• **STATED GOAL**: Return every item below word for word, leaving out the pictures.

##### RECORDS FOR THE TASK

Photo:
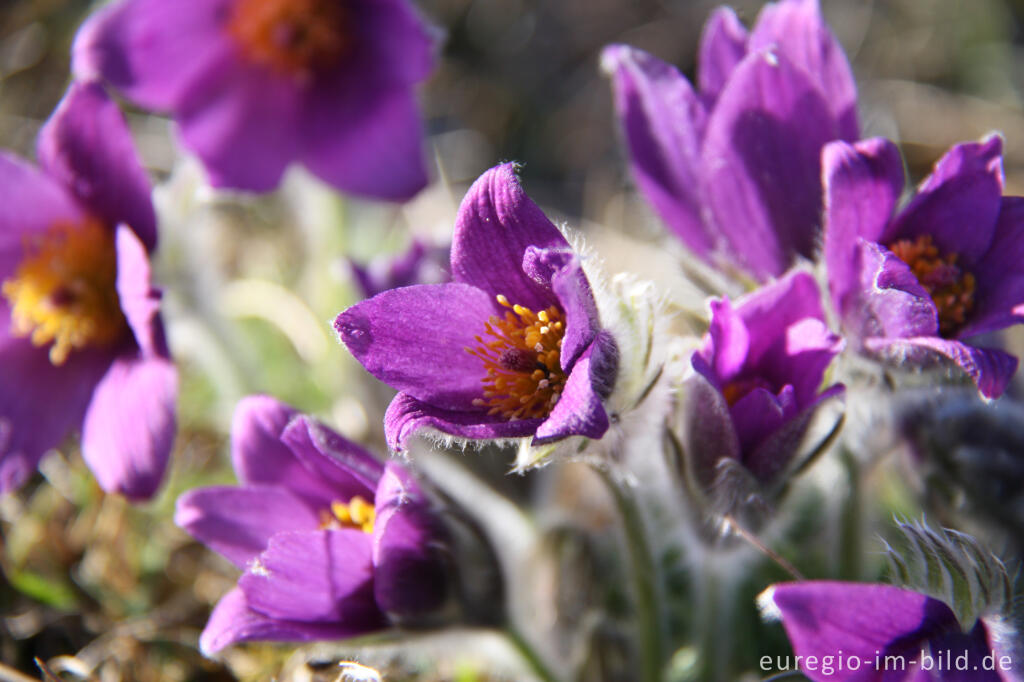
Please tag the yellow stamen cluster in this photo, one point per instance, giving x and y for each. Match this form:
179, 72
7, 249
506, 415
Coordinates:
521, 354
65, 290
357, 514
950, 287
293, 37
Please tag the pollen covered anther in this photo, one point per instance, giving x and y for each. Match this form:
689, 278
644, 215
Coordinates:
521, 354
950, 287
65, 290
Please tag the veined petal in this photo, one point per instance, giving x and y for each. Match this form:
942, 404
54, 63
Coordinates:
151, 50
796, 29
130, 424
415, 339
723, 45
233, 622
761, 164
497, 222
663, 121
990, 369
87, 147
239, 522
406, 416
958, 204
862, 184
314, 577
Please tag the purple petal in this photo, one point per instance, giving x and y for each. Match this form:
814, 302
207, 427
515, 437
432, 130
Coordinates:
139, 301
32, 203
365, 140
87, 147
761, 164
233, 622
861, 621
416, 339
958, 204
152, 50
580, 411
406, 416
339, 465
497, 222
797, 30
410, 574
862, 183
663, 121
999, 297
723, 45
314, 577
130, 424
239, 522
990, 369
244, 124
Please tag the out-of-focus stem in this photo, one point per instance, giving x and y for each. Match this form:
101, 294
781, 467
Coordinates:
645, 583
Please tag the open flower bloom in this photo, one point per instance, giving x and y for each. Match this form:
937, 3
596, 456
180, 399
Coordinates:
755, 384
81, 340
873, 632
512, 347
257, 84
333, 543
733, 169
945, 267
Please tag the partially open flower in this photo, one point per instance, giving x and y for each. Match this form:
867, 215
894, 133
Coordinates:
512, 347
734, 168
333, 542
920, 283
81, 339
255, 85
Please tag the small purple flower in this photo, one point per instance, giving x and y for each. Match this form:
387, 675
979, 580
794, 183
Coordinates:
257, 84
81, 339
756, 381
734, 169
872, 632
422, 263
512, 347
333, 543
942, 269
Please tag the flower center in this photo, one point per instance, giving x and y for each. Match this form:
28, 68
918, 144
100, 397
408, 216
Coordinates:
65, 291
521, 354
357, 514
293, 37
950, 287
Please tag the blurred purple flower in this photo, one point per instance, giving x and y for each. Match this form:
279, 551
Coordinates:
512, 347
734, 169
872, 632
945, 267
422, 263
333, 543
756, 381
81, 339
257, 84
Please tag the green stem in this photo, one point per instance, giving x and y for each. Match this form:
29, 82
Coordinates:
529, 654
644, 576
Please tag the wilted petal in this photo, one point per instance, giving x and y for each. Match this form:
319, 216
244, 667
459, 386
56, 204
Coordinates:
86, 145
663, 121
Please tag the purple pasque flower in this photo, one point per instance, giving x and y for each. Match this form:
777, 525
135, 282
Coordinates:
333, 542
421, 263
734, 168
923, 281
873, 632
756, 381
81, 339
257, 84
512, 347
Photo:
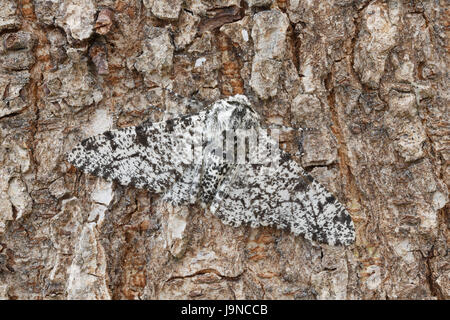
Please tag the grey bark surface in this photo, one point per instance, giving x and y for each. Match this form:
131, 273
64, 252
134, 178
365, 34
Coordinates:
370, 77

##########

• **FULL SOLUTION**:
Photo:
Please tag the yellow stamen cluster in this photo, one point per instance, giving x and y for each. Match this form:
179, 72
7, 249
506, 415
Coordinates:
521, 354
65, 290
357, 514
950, 287
293, 37
Please tag the pollen covered anther in this photo, one point per instance, giving x and y for each. Match this form:
689, 278
644, 215
Coordinates:
521, 354
950, 287
65, 290
Please tag the veined petal in this photo, one point per instance, giving x and y for each. Match this form:
942, 404
54, 63
Coordinates:
151, 50
796, 29
130, 424
415, 339
723, 45
233, 622
761, 164
497, 222
663, 121
990, 369
87, 147
239, 522
406, 416
958, 204
862, 184
314, 577
Please tag the purple petal in this photo, one point per instance, giving x and y for each. Match this form:
814, 302
207, 427
515, 437
432, 130
Coordinates:
139, 301
32, 203
365, 140
87, 147
761, 164
233, 622
861, 621
416, 339
958, 204
152, 50
580, 411
406, 416
339, 465
497, 222
797, 30
410, 574
862, 183
663, 121
999, 297
723, 45
314, 577
130, 424
239, 522
990, 369
244, 124
Please tag the out-of-focus stem in this photo, one point per instance, giving x and y for each. Match this form:
101, 294
781, 467
Coordinates:
645, 583
Please tag the open flower bloom in this photo, one point per instance, giving x and y for each. Match this form:
937, 3
596, 456
180, 399
Coordinates:
755, 384
81, 340
873, 632
512, 347
257, 84
333, 543
733, 169
945, 267
Please tag the partially open flower in this photo, one point per instance, giving x and y for each. Match this form:
867, 215
894, 133
Coordinates:
512, 347
734, 168
333, 542
920, 283
81, 339
255, 85
Please tag the small purple flower in this photo, one point per instance, giving x and y for each. Match this form:
387, 675
979, 580
794, 183
Coordinates:
257, 84
81, 339
756, 381
734, 169
872, 632
422, 263
512, 347
333, 543
942, 269
Please tag the flower center in this photo, one point per instance, giving x and y for each. Match this form:
28, 68
918, 144
100, 397
408, 216
Coordinates:
65, 291
521, 354
357, 514
293, 37
950, 287
Please tag the blurred purple flower in this photo, one point per instance, giving x and y for each. Match this form:
279, 551
Coordinates:
512, 347
734, 169
872, 632
945, 267
422, 263
333, 543
756, 381
81, 339
257, 84
Please tag the green stem in this photo, one point per instance, giving x and y for each. Match this form:
29, 82
Coordinates:
529, 654
644, 576
Please tag the wilted petal in this photo, one point per instance, giving x and y for each. Match this form:
319, 216
244, 667
459, 386
56, 204
Coordinates:
86, 145
663, 121
Please tag the purple pasque flower in this photo, one point per instance, giving x and y for each. Match this form:
777, 525
135, 282
Coordinates:
333, 542
421, 263
734, 168
923, 281
873, 632
756, 381
81, 339
257, 84
512, 347
Photo:
Please tag the grey bark surface in this photo, one point per instance, giving x and y for each. Match this form:
131, 273
64, 252
134, 178
365, 34
Coordinates:
370, 77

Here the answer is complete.